§ Исходный фрагмент

——

Только кроны, как диковинные антаблементы, подпирают движущийся облачный купол.
     Веснами приходят к соснам-великаншам возлюбленные, вырезают на их коре свои имена и уходят - неразлучимые - на всю жизнь.

     ЧЕЛОВЕК В НАНКОВЫХ ПОРТКАХ

Некогда Палех возвышался над окрестными селами и деревнями подобно тому, как сосны-великанши в Заводах возвышаются над уровнем среднего леса. Здесь рождались лесковские Севастьяны, горьковские Салаутины, - люди безмерной работы и безмерного пьянства, люди, хлебнувшие яда искусства, могучие тела, созданные для чего угодно, только не для легкой иконописной кисти, могучие умы, зажатые в тиски церковности: церковь только приоткрыла им вход в мир искусства, не распахнув всех дверей. Икона и водка, не побеждая друг друга, шли по их жизням. Палех насквозь пропах олифой и спиртом, Палех был весь пронизан святым и дьявольским.
     - Народ теперь измельчал. Вот мы онемечились: бороды бреем, в пинжачках ходим; - говорит старейший из мастеров-миниатюристов Иван Михайлович Баканов (о нем будет особая речь впереди). - А бывалошние-то мастера в нанковых портках ходили, босиком, в длинных рубахах и волосы носили длинные, обвязанные веревочкой.
     Много рассказов слыхал я о людях в нанковых портках, о чудаках, в жизни которых трагического было больше, чем смешного. Из тьмы прошлого хочется мне вытащить обрывки их жизней в нашу действительность. Пусть эти люди только в нанковых портках и в рубахах до колен, но сейчас - далекие и невозвратимые - они облекаются в романтическую одежду.

——

§ Задания
A – Изложите отрывок о Палехе в двух предложениях.
B – Перескажите в виде краткого списка абзац отрывка о Палехе, начинающийся словами «Некогда Палех возвышался», сохранив его основные факты.

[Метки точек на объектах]

——

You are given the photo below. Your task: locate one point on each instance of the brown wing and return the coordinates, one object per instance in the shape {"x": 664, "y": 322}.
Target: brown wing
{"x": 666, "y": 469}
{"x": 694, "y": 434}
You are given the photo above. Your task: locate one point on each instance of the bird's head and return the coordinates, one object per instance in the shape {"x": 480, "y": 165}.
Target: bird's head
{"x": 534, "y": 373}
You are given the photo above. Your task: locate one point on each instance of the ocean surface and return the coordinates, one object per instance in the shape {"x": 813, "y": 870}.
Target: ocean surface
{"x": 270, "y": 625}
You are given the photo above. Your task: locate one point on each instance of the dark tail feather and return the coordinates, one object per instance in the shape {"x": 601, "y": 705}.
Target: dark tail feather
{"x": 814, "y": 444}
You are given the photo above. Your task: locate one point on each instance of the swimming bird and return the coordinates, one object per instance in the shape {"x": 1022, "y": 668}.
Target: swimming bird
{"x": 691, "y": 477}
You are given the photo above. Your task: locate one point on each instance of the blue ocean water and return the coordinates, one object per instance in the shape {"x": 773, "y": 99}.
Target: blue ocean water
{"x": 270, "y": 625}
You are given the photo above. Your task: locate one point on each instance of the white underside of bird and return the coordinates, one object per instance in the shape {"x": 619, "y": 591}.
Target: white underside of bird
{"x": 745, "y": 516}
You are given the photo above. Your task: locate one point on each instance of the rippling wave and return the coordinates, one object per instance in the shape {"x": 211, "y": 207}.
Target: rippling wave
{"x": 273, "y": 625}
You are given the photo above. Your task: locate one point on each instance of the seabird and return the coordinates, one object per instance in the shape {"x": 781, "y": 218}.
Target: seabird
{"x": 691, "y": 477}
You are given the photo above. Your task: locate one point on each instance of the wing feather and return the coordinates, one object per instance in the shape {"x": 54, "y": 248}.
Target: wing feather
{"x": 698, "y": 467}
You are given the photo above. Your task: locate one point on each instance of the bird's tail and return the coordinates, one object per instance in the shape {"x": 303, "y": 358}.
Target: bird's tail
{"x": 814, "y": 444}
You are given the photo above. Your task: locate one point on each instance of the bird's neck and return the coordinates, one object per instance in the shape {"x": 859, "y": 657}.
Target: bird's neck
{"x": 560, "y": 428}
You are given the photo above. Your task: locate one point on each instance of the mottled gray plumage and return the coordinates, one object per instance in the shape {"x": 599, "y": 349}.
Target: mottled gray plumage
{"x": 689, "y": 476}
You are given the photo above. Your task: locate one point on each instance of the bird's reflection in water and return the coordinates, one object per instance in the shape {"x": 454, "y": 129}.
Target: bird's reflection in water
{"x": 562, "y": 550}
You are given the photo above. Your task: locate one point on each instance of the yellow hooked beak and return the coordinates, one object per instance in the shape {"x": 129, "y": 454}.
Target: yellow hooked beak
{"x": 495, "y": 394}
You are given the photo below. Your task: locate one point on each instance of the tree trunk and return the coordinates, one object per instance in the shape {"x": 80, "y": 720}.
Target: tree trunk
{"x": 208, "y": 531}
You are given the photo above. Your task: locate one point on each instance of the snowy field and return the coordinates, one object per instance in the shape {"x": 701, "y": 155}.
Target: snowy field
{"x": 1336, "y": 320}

——

§ Результаты
A – Некогда Палех возвышался над окрестными селами, и здесь рождались люди безмерной работы и безмерного пьянства, по жизням которых шли икона и водка. Старейший мастер-миниатюрист Иван Михайлович Баканов говорит, что народ измельчал, а прежние мастера ходили в нанковых портках, и в отрывке звучит желание вытащить обрывки их жизней из тьмы прошлого в нашу действительность.

B –
- Некогда Палех возвышался над окрестными селами и деревнями, как сосны-великанши в Заводах возвышаются над средним лесом.
- Здесь рождались люди безмерной работы и безмерного пьянства, «хлебнувшие яда искусства».
- Их могучие тела не были созданы для легкой иконописной кисти, а могучие умы были зажаты в тиски церковности.
- Церковь лишь приоткрыла им вход в мир искусства, не распахнув всех дверей.
- По их жизням шли икона и водка, не побеждая друг друга.
- Палех пропах олифой и спиртом и был пронизан святым и дьявольским.